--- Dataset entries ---

══════════

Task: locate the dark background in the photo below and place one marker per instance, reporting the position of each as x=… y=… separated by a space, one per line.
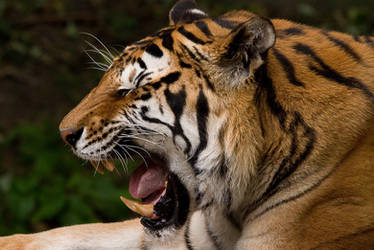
x=44 y=73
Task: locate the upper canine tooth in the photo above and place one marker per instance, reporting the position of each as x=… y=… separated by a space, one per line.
x=145 y=210
x=109 y=164
x=98 y=167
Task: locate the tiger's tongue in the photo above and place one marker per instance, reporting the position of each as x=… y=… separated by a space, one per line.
x=146 y=180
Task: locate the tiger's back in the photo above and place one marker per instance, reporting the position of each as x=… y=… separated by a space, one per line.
x=267 y=131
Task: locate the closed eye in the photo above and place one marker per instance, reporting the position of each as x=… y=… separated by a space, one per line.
x=140 y=77
x=123 y=92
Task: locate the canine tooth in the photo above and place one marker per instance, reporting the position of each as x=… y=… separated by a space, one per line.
x=109 y=164
x=98 y=167
x=145 y=210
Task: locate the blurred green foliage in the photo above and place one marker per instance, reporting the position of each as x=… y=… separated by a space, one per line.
x=43 y=73
x=47 y=186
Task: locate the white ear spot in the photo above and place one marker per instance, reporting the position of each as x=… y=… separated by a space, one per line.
x=197 y=12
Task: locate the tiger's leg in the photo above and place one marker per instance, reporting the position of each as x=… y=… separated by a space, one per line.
x=121 y=235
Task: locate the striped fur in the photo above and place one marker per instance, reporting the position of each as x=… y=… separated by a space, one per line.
x=274 y=140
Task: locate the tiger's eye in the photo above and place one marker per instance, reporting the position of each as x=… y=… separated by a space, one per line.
x=122 y=92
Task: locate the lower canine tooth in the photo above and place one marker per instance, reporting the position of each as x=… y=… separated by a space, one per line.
x=109 y=164
x=98 y=167
x=145 y=210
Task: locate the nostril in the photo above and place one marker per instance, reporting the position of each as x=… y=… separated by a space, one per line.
x=71 y=136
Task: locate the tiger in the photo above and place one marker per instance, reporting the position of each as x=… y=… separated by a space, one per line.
x=255 y=134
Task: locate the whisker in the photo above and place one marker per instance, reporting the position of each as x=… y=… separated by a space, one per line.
x=100 y=52
x=102 y=44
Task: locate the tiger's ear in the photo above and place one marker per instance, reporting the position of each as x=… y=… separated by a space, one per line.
x=242 y=50
x=185 y=11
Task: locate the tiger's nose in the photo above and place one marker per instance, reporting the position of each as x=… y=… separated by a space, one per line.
x=71 y=136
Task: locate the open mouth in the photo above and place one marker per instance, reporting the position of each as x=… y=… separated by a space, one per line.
x=162 y=200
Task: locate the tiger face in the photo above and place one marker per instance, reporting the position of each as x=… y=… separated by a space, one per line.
x=170 y=99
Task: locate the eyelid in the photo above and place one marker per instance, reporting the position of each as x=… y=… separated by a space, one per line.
x=123 y=92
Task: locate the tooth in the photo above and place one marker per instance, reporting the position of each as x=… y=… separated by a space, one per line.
x=98 y=167
x=145 y=210
x=109 y=164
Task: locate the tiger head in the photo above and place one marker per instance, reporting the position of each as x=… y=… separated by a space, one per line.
x=183 y=100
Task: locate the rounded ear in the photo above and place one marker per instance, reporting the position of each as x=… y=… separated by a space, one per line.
x=241 y=52
x=185 y=11
x=255 y=36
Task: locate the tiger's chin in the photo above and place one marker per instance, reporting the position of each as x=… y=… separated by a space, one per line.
x=159 y=196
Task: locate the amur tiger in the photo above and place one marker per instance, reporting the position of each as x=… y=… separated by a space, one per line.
x=256 y=134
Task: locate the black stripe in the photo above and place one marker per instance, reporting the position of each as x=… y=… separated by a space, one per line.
x=204 y=28
x=331 y=74
x=214 y=238
x=288 y=68
x=190 y=36
x=227 y=24
x=292 y=161
x=227 y=197
x=209 y=83
x=176 y=103
x=369 y=41
x=144 y=97
x=192 y=55
x=202 y=112
x=154 y=50
x=141 y=63
x=356 y=38
x=144 y=110
x=171 y=78
x=167 y=41
x=156 y=85
x=292 y=198
x=184 y=65
x=342 y=45
x=140 y=77
x=288 y=166
x=200 y=54
x=187 y=236
x=292 y=32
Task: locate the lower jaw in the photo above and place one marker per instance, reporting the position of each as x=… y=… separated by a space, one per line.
x=176 y=215
x=171 y=210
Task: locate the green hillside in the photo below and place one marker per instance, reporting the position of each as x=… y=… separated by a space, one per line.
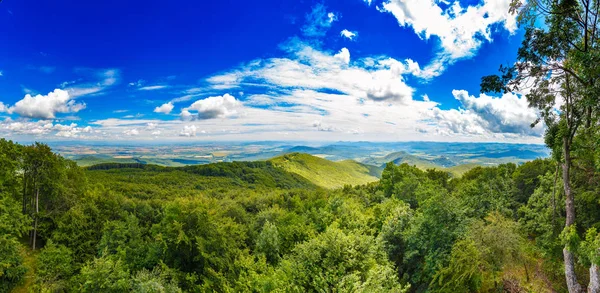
x=326 y=173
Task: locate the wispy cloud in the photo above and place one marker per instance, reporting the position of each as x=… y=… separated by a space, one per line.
x=153 y=87
x=318 y=21
x=348 y=34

══════════

--- EXERCISE REQUIREMENTS ---
Excluding the pictures, restate the records above word for word.

--- SOLUTION TO THE EXERCISE ---
Task: locate the dark background in the photo below and place one marker per instance, reporting the position of each as x=… y=… separated by a space, one per line.
x=44 y=73
Task: locate the upper canine tooth in the photo above and place one marker per instance, reporting the position of each as x=… y=… separated by a space, one per line.
x=145 y=210
x=109 y=164
x=98 y=167
Task: locate the tiger's tongue in the photo above and place one marker per instance, reporting the position of each as x=… y=… separated by a space, one per line.
x=146 y=180
Task: locate the tiger's back in the photo above and place one marker per instance, reporting the position of each as x=… y=… separated by a space, one per line.
x=267 y=131
Task: locate the closed eye in the photo above and place one marker per instance, reporting the position of each as x=… y=… separated by a space, one per line.
x=140 y=77
x=123 y=92
Task: locate the canine tooth in the photo above and place one marker per instance, reporting the position of each as x=… y=… separated by a space, one per line.
x=109 y=164
x=98 y=167
x=145 y=210
Task: locate the blurred green foliage in the photo above and place one marker per instance, reporting the position of each as x=… y=… separated by a space, one per line.
x=43 y=73
x=47 y=186
Task: locate the white ear spot in the photo above and place one marker per instance, reporting the position of each as x=… y=… separated by a space, one per line.
x=197 y=12
Task: locate the tiger's leg in the photo above and place one marker per instance, reporting the position of each as x=… y=… separated by a space, one per line.
x=121 y=235
Task: locate the striped fur in the photo above and place one marker per instance, reporting the position of each as x=… y=… separated by a space, one per line.
x=274 y=140
Task: locate the tiger's eye in the photo above and place one marker per instance, reporting the position of each as x=… y=… separated by a space, one per line.
x=122 y=92
Task: locate the lower canine tooth in the photo above and place one marker per instance, reporting the position of each as x=… y=… separated by a space, one per line.
x=109 y=164
x=98 y=167
x=145 y=210
Task: locate the nostril in the photo above and place one marker per instance, reporting the position of each as x=… y=… separated by a space, one per line.
x=71 y=136
Task: locate the tiger in the photo above and place one marker per instance, reporting the position of each as x=… y=… separated by a space, one per line.
x=255 y=134
Task: locate the whisker in the photo above and place one marker per instance, reporting the position of each as x=… y=… separated by a space, one per line.
x=100 y=52
x=102 y=44
Task: locate the tiger's ear in the photo above and place one marker per instance, reporting the position of each as x=… y=… separated by a space, one per line.
x=242 y=50
x=185 y=11
Task: locate the tiger's nose in the photo above and place one marker per instance, reporting the position of each as x=… y=… separated by a space, one per line.
x=71 y=136
Task: locate the open mouth in the photo above and place one marker per instance, reporting the position of each as x=… y=… separated by a space, one per line.
x=162 y=200
Task: locate the tiger face in the photo above and place one marker per instance, reporting the position of each as x=… y=… separated by a space, one per line.
x=170 y=99
Task: locate the eyelid in the photo above and place one marker per instance, reporting the position of each as x=… y=… separated by a space, one per line.
x=123 y=92
Task: locate the tooth in the photo above and place one marker per instance, reporting the position of each as x=… y=… separated by a space, one per line.
x=98 y=167
x=145 y=210
x=109 y=164
Task: locate the tiger head in the photo above and place one marker per instance, reporting the position of each as x=… y=… separated by a space, one per line.
x=183 y=100
Task: locate the rounded ear in the photo above and place one marker per instance, reporting the position of each as x=… y=… separated by a space, one per line.
x=241 y=52
x=185 y=11
x=255 y=36
Task: locate the tiger's chin in the photo above and place one marker per instance, reporting the position of each as x=… y=… separated by a space, one per line.
x=159 y=196
Task: locate the amur tiger in the photo above and place one marker per instance, reporting the position of each as x=… y=… separated by a space, one per line.
x=256 y=134
Task: locate the black stripe in the photo above and place one marker per instance, reporting the position of each as x=… y=… separated by a space, one per line.
x=204 y=28
x=331 y=74
x=214 y=238
x=288 y=68
x=190 y=36
x=227 y=24
x=292 y=161
x=227 y=197
x=209 y=83
x=176 y=103
x=369 y=41
x=144 y=97
x=192 y=55
x=202 y=112
x=154 y=50
x=141 y=63
x=356 y=38
x=144 y=110
x=171 y=78
x=167 y=41
x=156 y=85
x=292 y=198
x=184 y=65
x=342 y=45
x=140 y=77
x=288 y=166
x=200 y=54
x=187 y=236
x=292 y=32
Task: locate the lower jaw in the photo above and place one marker per instance, reporting the position of each as x=… y=… separated by a space, one per line.
x=176 y=215
x=171 y=210
Task: locate the green hillside in the photo below and place one marker per instance, reporting the position of each as x=… y=… separated by a space, one per line.
x=326 y=173
Task: locate the wispy cloud in the photo above and place one marker per instance, reporting the position of each as x=… y=… separated by a space, one per line.
x=153 y=87
x=318 y=21
x=348 y=34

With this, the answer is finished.